## Task brief
Set every line of the data down again exactly, and keep the pictures out.
◆ ◆ ◆ ◆ ◆
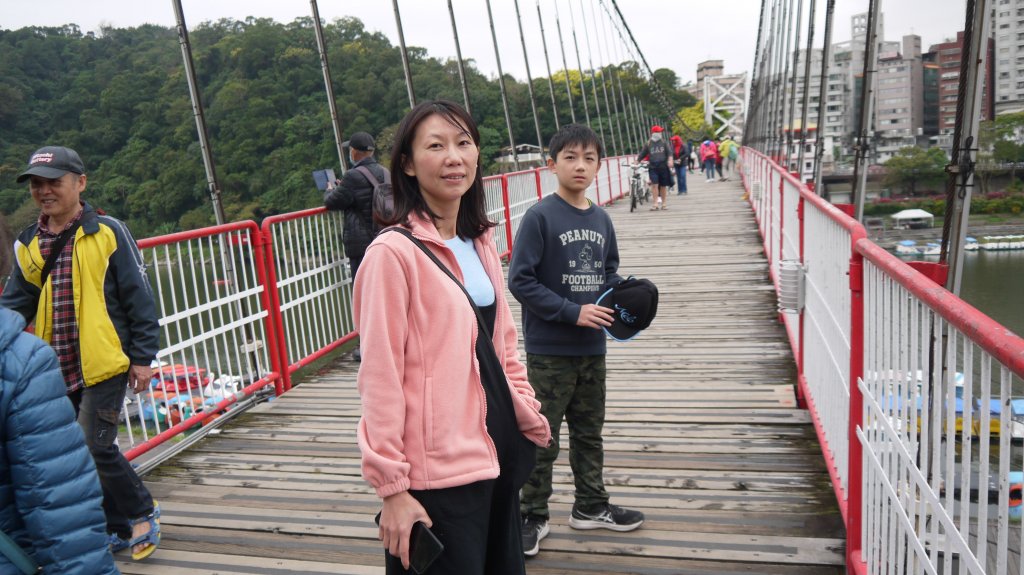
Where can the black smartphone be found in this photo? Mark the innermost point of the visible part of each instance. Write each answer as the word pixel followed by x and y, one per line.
pixel 424 546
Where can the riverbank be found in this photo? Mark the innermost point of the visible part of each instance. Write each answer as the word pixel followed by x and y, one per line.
pixel 979 226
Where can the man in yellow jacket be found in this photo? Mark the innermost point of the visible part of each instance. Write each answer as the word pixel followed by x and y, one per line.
pixel 79 275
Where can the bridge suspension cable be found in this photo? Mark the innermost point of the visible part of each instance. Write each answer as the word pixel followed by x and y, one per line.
pixel 961 169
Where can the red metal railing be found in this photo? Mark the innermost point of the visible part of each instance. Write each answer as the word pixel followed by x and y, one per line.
pixel 876 317
pixel 294 282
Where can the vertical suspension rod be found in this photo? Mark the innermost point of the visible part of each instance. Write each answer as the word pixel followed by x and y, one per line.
pixel 593 84
pixel 547 62
pixel 819 142
pixel 793 90
pixel 501 84
pixel 866 100
pixel 630 138
pixel 204 136
pixel 583 86
pixel 755 79
pixel 807 88
pixel 565 64
pixel 329 86
pixel 529 81
pixel 404 55
pixel 611 106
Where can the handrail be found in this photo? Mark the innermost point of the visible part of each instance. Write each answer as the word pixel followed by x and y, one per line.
pixel 997 341
pixel 295 267
pixel 903 342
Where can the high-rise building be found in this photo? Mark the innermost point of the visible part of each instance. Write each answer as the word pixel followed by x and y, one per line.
pixel 1009 51
pixel 947 57
pixel 899 114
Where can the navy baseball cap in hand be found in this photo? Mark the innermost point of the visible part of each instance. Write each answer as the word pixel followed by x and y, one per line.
pixel 634 303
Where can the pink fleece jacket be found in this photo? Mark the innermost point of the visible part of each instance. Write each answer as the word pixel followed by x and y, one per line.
pixel 424 408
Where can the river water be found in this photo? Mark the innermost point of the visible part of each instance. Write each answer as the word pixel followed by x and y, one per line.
pixel 993 282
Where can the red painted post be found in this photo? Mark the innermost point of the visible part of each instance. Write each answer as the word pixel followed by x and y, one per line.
pixel 266 239
pixel 261 246
pixel 619 170
pixel 801 399
pixel 508 211
pixel 854 556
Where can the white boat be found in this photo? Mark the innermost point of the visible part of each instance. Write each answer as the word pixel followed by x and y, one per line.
pixel 907 248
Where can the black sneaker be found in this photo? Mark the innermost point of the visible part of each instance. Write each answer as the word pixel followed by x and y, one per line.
pixel 605 516
pixel 534 529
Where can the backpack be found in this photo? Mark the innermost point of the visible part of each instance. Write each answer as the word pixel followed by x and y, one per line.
pixel 658 151
pixel 383 198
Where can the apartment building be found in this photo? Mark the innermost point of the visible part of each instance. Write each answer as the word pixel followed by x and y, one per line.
pixel 1008 28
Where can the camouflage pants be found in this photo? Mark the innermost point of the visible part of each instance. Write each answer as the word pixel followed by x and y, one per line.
pixel 569 387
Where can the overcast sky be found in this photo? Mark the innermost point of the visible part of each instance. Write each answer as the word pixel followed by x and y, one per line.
pixel 673 34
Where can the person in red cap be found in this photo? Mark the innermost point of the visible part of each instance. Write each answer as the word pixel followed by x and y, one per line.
pixel 658 153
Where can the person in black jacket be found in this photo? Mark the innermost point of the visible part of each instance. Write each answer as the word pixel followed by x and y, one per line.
pixel 354 194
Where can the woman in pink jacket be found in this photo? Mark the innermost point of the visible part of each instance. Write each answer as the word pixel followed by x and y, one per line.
pixel 450 422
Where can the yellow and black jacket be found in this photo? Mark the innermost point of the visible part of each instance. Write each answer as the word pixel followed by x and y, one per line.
pixel 114 306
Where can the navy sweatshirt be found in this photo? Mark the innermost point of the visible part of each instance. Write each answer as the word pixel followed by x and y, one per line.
pixel 563 258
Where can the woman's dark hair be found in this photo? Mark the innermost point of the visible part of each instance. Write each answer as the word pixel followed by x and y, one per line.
pixel 472 218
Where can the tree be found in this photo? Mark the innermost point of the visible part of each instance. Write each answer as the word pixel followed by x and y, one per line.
pixel 912 166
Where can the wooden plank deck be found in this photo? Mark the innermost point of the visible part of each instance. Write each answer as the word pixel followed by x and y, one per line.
pixel 702 435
◆ ◆ ◆ ◆ ◆
## Result for this task
Where can the black smartphone be found in this photo? Mark the innermost point of the visible part of each instance. Write each answer as the word pixel followed by x and y, one per line.
pixel 424 546
Where can the riverbank be found in this photo? Mark the innermost point of the visible part of each instance. Write each answer as the word pixel followed by x and y, one per line.
pixel 979 226
Where can the man in yellow jacket be found in this photo? Mark the innermost point of the visible part of each instance. Write each answer as the word pixel followed by x and y, one per line.
pixel 79 275
Where can the bridge suspension cable be found in this photo? Mark the innermost point of the visible part of each instance. Write each answer as the word pixel followed by x and y, one per line.
pixel 961 169
Where can the red metal railing be found in this photo? Mark the innermost point of the visible part of each instance. Write each answer as the word pixel followed by x and y, one per line.
pixel 876 317
pixel 294 282
Where can the vertical suspension rod be found in this photo? Mark the innermost point of the visible part of each instance. Write each answer as the word pixel followed by x and y, one per line.
pixel 593 84
pixel 547 62
pixel 819 142
pixel 793 90
pixel 501 84
pixel 866 100
pixel 630 138
pixel 204 136
pixel 583 86
pixel 755 79
pixel 807 88
pixel 565 64
pixel 329 86
pixel 529 81
pixel 404 55
pixel 611 106
Where can the handrail be found in this photo? Mark the innermost point of the visible part of each instance. Write each answer as the word pixel followed by x and y, one per line.
pixel 997 341
pixel 295 267
pixel 903 342
Where can the high-rise building be found in this photo? Mark the innermost point of the visible part of each instance. Write each answer as the word pixel followed by x and y, one per line.
pixel 1009 51
pixel 947 57
pixel 899 114
Where can the navy baseball cap in hand be found in this photo? Mark the innermost point of the visible part of each instance. Write each answer as the word pixel followed by x and y, one per line.
pixel 634 303
Where can the pink fleece jacket be found in this photo? Mark the innermost point of the visible part of each instance. Write each answer as the word pixel followed by x and y, one per line.
pixel 424 408
Where can the river water be found in this photo? Mark the innermost point of the visible part of each instance. Write each answer as the word pixel followed by x and y, one per line.
pixel 993 282
Where can the red painted post be found in this photo? Mark the innermost point of the visible part of each instance. Write each answer as the word pixel followed by x and y, one per line.
pixel 266 239
pixel 261 246
pixel 619 170
pixel 801 399
pixel 508 211
pixel 854 556
Where can the white boat be found in this photo? Mark the innermost point of the visible part of each instance. Write each answer as the word pixel followed by x and y, one per line.
pixel 907 248
Where can the black sneaker be found in this photo? Mark the innermost point of the visible part of each instance. Write each answer as the word pixel followed by x and y, one per line.
pixel 605 516
pixel 534 529
Where can the backpack be found in this photo? Mark the innermost point of the visible part of each instance. Write each answer as the word pixel followed by x and y, one per line.
pixel 658 151
pixel 383 198
Where can the apartment building be found in this photo? Mark the innermost point of the visible part of each instance. Write each answer as the word pixel followed by x and y, one per line.
pixel 1008 28
Where can the camouflage pants be found in this photo? Mark the innermost point of the visible part of each instance. Write each answer as the word pixel followed by x and y, one per line.
pixel 569 387
Where can the overcast sky be found in this photo? Mark the innermost point of the visible part of each instance. Write each answer as the word pixel followed by x and y, one per line.
pixel 673 34
Where can the person in red cap be found in this photo? Mark the innermost point of the visible part of each instance. Write each answer as the word pixel followed by x and y, one per line.
pixel 658 153
Where can the person in black jacket be found in this photo? Mark the innermost point of the visible part of each instance. Write each answer as the word pixel followed by x and y, one per line.
pixel 354 194
Where can the woman in pink jacket be found in this photo? Mark the innermost point of the visible part of each instance. Write each answer as the word pixel followed by x and y, one per line.
pixel 450 422
Where can the yellow and black jacket be found in this photo? Mark the innermost point of the visible part of each instance. Write each answer as the word pixel followed by x and y, one per line.
pixel 114 306
Where can the navy sweatshirt be found in this photo? Mark the innermost point of the visible part of each instance. Write each answer as the word pixel followed by x and y, one per line.
pixel 563 258
Where can the woman's dark hair be found in this photo? Mark the innermost point of the visible part of each instance. Write each answer as the word pixel followed by x and y, one per line.
pixel 472 218
Where can the tree be found in this photo? Mark the innermost point of the visible part of each instance. Write each answer as the word pixel followed by x and y, one per line.
pixel 912 166
Where can the wooden plank deck be found in this photo? Mark the innermost point of the visible part of each instance. Write each answer as the word pixel followed by x and y, one per line.
pixel 702 435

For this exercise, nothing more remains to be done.